Rewrite the lines from the line with "the underwater camera" to the line with "point(508, 403)", replacing "camera housing" with "camera enclosure" and leaving everything else unchanged.

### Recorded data
+-------+

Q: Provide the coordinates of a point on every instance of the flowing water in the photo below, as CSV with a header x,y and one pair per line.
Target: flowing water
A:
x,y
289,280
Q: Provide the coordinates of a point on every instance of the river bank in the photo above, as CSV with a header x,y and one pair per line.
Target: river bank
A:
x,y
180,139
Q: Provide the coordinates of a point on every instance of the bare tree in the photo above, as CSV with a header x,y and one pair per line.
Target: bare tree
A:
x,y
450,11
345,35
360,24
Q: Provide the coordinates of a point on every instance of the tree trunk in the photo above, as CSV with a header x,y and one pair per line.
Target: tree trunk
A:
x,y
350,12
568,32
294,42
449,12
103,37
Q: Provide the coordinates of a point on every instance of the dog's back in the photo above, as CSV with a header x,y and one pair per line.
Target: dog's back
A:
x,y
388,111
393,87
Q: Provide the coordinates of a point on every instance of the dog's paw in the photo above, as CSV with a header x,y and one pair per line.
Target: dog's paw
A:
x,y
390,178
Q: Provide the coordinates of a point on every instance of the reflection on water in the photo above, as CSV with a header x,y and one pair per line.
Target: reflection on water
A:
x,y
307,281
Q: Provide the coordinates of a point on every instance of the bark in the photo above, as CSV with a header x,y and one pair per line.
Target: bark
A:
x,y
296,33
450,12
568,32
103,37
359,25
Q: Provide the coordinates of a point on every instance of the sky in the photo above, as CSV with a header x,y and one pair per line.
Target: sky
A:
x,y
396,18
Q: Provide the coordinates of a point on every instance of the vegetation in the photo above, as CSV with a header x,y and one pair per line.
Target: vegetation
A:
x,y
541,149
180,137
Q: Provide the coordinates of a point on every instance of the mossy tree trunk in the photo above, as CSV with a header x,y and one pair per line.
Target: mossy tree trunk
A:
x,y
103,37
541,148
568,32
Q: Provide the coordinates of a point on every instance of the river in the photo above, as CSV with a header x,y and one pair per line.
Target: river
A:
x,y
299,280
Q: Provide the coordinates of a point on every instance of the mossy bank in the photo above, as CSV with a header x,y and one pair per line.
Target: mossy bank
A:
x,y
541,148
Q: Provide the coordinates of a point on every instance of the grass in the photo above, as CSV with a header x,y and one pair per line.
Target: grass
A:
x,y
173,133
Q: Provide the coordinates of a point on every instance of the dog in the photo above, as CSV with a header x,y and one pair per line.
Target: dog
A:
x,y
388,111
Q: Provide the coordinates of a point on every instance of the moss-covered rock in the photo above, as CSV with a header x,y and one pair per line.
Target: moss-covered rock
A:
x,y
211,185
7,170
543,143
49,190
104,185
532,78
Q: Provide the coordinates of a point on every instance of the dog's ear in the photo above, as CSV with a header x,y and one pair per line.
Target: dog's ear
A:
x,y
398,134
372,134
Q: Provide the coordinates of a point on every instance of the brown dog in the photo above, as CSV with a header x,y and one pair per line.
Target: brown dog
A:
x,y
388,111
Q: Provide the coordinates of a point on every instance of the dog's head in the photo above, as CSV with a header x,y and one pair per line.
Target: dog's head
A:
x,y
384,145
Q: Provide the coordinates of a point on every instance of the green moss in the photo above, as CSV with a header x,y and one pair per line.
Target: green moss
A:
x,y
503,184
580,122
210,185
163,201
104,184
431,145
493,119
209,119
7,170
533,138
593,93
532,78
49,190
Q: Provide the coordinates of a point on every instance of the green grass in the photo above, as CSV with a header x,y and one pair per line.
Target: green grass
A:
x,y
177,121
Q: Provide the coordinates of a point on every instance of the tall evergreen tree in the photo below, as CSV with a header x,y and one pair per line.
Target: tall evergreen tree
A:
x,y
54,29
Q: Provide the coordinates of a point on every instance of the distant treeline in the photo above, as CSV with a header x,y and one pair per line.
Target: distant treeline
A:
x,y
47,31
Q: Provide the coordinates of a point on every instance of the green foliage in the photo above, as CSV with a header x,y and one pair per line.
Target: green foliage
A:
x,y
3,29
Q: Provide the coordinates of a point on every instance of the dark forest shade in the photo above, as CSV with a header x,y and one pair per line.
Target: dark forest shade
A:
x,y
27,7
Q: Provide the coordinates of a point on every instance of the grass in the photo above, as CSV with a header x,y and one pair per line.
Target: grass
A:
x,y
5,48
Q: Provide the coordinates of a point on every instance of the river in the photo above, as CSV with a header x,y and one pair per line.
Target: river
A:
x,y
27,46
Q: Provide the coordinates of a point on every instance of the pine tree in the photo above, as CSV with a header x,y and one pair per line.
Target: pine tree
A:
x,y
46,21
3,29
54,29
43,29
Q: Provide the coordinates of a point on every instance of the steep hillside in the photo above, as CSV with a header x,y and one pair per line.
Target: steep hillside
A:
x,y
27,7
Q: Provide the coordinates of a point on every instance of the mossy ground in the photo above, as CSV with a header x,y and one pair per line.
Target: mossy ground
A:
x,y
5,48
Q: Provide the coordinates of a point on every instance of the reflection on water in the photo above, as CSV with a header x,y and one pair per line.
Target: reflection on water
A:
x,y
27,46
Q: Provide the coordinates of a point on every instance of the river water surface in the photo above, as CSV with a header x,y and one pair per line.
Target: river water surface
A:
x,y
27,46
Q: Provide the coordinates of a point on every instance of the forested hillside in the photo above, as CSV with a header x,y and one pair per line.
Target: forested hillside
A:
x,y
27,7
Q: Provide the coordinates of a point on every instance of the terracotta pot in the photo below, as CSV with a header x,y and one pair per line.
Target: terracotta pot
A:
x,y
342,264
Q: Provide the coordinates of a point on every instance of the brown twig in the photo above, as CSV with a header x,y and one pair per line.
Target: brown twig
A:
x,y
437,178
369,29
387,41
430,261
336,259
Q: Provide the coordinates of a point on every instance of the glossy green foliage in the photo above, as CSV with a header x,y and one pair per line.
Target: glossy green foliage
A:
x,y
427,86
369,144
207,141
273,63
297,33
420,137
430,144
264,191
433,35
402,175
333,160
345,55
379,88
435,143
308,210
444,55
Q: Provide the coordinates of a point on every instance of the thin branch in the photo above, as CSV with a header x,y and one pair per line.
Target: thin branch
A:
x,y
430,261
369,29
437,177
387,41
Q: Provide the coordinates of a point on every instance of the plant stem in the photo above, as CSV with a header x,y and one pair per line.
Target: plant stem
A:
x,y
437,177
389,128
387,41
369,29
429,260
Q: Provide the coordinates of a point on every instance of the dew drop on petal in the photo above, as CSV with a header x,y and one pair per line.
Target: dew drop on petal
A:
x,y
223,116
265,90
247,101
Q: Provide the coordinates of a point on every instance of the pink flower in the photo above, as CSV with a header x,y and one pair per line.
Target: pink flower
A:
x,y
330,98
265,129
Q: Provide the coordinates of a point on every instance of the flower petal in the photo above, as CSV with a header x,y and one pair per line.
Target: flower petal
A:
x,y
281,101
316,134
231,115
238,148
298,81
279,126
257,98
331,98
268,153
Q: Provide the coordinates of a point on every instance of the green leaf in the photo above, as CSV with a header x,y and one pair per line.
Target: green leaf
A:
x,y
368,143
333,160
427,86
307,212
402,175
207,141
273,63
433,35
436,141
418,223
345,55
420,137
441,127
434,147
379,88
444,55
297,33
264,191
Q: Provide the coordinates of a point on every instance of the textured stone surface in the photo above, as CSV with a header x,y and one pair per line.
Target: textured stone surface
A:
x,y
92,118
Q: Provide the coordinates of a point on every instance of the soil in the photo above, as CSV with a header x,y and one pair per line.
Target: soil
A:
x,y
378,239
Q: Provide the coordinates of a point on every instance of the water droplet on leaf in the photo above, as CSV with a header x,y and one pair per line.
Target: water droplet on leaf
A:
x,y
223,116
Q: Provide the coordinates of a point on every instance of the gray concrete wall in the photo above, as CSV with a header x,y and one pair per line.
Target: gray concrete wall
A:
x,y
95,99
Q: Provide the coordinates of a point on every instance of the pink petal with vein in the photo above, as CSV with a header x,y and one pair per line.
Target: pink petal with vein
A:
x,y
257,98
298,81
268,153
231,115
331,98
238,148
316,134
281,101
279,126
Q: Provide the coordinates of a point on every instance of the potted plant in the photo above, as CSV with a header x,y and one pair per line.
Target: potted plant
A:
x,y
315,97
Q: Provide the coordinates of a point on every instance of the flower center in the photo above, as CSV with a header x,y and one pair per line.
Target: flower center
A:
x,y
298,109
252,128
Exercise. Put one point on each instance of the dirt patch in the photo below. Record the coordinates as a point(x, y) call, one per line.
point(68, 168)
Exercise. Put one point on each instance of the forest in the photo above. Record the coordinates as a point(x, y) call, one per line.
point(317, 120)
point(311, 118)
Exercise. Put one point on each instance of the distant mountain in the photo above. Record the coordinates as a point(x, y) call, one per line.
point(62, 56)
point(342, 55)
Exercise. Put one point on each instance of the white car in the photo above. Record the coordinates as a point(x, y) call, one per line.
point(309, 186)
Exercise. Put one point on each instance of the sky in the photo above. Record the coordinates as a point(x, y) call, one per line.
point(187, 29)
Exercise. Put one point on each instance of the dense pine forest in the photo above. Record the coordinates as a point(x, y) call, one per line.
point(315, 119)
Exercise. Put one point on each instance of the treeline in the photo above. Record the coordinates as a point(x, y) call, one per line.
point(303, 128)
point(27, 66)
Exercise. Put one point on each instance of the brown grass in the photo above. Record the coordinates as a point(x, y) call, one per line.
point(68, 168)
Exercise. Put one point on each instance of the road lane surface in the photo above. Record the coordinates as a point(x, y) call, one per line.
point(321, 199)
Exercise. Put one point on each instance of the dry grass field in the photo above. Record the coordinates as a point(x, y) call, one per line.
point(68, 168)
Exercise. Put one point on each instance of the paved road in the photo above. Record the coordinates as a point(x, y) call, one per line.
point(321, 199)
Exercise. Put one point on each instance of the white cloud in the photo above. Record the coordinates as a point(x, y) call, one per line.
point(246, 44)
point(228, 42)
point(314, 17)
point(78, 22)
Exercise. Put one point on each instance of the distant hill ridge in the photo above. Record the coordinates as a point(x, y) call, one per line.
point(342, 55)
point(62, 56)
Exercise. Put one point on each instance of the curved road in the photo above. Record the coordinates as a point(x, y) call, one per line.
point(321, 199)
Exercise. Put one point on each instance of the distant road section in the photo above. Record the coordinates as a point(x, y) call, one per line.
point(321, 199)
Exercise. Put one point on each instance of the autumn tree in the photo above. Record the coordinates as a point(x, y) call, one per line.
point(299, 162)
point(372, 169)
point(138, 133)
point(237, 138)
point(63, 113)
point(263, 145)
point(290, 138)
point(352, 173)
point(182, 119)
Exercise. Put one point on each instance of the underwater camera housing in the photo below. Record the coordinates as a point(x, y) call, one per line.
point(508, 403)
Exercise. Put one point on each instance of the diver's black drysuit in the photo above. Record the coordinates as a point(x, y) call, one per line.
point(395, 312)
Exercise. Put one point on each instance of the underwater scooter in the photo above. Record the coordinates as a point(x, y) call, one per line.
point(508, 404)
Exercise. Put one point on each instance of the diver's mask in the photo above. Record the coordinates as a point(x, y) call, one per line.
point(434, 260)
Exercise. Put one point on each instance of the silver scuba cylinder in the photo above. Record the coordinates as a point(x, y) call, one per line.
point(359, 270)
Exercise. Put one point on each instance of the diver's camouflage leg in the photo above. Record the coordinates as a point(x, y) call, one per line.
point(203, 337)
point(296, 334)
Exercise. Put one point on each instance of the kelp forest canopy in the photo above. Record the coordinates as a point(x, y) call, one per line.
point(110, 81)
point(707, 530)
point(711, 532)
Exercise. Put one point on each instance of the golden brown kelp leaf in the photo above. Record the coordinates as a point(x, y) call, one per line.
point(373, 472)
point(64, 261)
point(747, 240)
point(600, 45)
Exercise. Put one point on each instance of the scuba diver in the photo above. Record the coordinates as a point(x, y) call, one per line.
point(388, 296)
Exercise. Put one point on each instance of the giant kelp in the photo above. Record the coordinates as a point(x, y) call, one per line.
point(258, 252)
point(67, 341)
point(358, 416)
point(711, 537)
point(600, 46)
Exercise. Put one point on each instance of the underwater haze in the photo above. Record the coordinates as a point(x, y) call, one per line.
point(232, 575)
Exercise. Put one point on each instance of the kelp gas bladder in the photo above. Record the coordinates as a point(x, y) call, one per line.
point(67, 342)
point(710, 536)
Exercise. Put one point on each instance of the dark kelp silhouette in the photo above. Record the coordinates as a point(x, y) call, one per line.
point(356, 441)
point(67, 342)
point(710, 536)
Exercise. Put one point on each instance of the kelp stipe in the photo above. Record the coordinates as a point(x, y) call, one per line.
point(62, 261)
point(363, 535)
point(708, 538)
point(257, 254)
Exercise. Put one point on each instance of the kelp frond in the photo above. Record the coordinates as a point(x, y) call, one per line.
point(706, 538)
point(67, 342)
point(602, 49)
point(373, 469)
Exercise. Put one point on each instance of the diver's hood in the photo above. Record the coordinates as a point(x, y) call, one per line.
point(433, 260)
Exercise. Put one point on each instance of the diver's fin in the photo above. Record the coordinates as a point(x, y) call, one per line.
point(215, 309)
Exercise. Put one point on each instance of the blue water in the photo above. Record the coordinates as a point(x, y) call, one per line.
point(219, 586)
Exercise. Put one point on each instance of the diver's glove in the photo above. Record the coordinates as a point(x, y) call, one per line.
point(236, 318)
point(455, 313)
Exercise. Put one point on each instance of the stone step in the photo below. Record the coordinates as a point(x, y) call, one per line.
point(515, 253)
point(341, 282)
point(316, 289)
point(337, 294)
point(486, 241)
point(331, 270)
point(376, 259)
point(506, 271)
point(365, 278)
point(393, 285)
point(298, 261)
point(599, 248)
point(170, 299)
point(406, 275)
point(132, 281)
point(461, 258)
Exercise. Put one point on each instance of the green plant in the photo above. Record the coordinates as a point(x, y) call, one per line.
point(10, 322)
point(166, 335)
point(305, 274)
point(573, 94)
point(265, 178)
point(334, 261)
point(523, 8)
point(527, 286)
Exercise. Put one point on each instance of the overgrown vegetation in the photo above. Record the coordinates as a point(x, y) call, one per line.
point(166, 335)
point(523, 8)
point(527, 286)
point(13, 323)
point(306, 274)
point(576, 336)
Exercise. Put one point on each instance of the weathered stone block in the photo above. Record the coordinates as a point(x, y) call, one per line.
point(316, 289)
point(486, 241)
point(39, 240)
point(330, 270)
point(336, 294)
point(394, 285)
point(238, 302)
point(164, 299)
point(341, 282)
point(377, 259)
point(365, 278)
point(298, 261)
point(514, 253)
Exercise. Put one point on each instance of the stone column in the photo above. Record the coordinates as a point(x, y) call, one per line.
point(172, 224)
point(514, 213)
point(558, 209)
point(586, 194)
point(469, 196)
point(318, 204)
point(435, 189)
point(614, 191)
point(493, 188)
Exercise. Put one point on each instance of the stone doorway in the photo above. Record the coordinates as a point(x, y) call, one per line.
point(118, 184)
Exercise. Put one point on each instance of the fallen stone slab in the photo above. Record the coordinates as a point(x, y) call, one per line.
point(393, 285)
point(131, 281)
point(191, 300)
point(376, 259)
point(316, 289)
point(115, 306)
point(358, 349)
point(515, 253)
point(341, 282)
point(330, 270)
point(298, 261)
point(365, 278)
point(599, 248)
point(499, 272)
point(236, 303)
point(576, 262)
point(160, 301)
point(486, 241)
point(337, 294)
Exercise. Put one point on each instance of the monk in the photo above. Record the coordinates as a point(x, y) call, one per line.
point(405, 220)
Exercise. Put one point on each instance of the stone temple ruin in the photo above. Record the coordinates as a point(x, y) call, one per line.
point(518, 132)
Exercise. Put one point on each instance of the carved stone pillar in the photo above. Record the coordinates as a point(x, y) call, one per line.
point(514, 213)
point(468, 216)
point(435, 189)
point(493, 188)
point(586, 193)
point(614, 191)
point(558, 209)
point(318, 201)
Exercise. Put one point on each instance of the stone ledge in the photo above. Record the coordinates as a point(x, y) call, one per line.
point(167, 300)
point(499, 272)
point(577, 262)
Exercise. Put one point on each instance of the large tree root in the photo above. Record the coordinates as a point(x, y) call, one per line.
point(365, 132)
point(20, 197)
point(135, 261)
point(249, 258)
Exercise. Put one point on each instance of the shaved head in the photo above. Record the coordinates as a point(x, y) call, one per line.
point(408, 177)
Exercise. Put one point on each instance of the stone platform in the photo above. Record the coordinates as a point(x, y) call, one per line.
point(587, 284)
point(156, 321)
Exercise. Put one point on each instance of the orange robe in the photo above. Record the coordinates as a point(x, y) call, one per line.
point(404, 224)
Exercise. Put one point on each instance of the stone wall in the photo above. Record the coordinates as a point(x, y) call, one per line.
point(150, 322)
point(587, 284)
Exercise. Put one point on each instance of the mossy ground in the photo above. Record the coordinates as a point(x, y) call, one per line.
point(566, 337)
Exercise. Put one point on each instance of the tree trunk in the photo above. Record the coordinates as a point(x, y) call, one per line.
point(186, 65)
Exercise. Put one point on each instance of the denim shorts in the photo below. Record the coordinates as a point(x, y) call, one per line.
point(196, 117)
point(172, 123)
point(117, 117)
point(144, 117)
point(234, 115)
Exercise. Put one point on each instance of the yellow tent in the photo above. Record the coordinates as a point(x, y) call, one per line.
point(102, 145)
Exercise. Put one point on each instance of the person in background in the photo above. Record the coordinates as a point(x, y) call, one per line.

+-------+

### TASK ANSWER
Exercise. Put one point on each instance of the underwater camera enclosure in the photo below. Record the coordinates as a point(x, y) call, one per line.
point(508, 403)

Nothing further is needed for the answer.